* Provided information *
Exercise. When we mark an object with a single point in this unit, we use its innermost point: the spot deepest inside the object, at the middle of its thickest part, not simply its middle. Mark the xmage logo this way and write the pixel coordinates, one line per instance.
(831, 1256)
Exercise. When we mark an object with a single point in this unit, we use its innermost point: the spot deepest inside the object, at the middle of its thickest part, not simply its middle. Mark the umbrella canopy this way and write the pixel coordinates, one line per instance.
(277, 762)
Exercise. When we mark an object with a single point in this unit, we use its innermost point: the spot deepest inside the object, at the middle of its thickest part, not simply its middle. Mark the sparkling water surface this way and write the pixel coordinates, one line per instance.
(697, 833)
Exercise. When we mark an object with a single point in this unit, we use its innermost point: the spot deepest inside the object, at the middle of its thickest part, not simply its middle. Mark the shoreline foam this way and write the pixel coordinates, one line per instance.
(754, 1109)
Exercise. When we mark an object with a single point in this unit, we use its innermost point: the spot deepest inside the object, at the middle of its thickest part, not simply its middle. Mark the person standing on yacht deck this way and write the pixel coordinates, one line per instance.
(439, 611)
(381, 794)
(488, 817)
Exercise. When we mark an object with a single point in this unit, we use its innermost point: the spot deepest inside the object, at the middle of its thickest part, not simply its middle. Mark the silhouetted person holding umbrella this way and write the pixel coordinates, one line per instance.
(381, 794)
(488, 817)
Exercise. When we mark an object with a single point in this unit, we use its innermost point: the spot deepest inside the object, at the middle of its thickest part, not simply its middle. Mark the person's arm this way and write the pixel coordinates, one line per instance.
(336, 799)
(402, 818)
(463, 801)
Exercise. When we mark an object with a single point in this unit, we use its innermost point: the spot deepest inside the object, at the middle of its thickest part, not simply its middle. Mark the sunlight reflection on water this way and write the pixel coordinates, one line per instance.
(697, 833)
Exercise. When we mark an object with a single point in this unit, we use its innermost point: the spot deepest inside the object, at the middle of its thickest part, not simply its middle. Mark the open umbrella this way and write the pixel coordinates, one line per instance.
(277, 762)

* Problem description *
In the listing above, rename "innermost point" to "core point" wherever it occurs, and reproduce every line with nothing else altered.

* Task result *
Exercise. When we mark an object with a single point in this unit, we use its core point: the spot deepest inside the object, at the middle of its thickest part, not simply its middle. Mark the xmage logo this way and write the pixel coordinates, one line per instance.
(831, 1256)
Exercise. When we mark an object with a single point in this unit, we use its core point: the spot deepest inside the object, at the middle of its thickest part, not simply its middle. Mark the umbrella canopy this way and write the pixel coordinates, one line per instance.
(277, 762)
Exercise. When we mark an object with a single point in this unit, we use its core point: the spot deepest inside the object, at the middle of its thickest part, not simply its middle. Mark the sparkling water surface this way and write the pixel coordinates, one line per instance.
(697, 833)
Exercise. When we mark an object with a single point in this unit, we use its core point: the spot deepest inside the object, at the middle of its thickest part, not simply its middle. Mark the shoreline foam this way and write the pixel coordinates, one line per instance.
(754, 1109)
Exercise. When we mark an object with a single point in this unit, we use its core point: the spot deepest inside the object, at the middle of its thickest part, not simply its middle. Mark the person standing on yacht deck this way and write the pixel coordinates, one line per instance.
(439, 611)
(381, 794)
(488, 817)
Exercise. When we mark an object with a single point in this unit, we use its core point: the spot deepest inside the object, at the middle of its thickest part, not simply its middle. Mark the silhouetted person holding umbrella this way and write the pixel coordinates, one line per instance.
(381, 794)
(488, 817)
Exercise. When we mark an object with a single point in this unit, we use its core point: the spot deepest inside the object, at the middle of its thickest part, not simply its middle. Mark the person's arm this way and write the pixel coordinates, one line per instance.
(336, 799)
(402, 818)
(463, 801)
Exercise. When we mark an object with a single point in this unit, we use its core point: the spot deepest inside the object, at the middle of its thickest part, not simply its middle. Mark the sunlight reflection on water this way and write the pixel coordinates, one line per instance.
(697, 833)
Exercise. When we mark an object with a single point in this unit, we use its core point: the spot deepest inside the object, at the middle of its thickest part, not simply its middle. Mark the open umbrella this way and write the pixel coordinates, one line per instance.
(277, 762)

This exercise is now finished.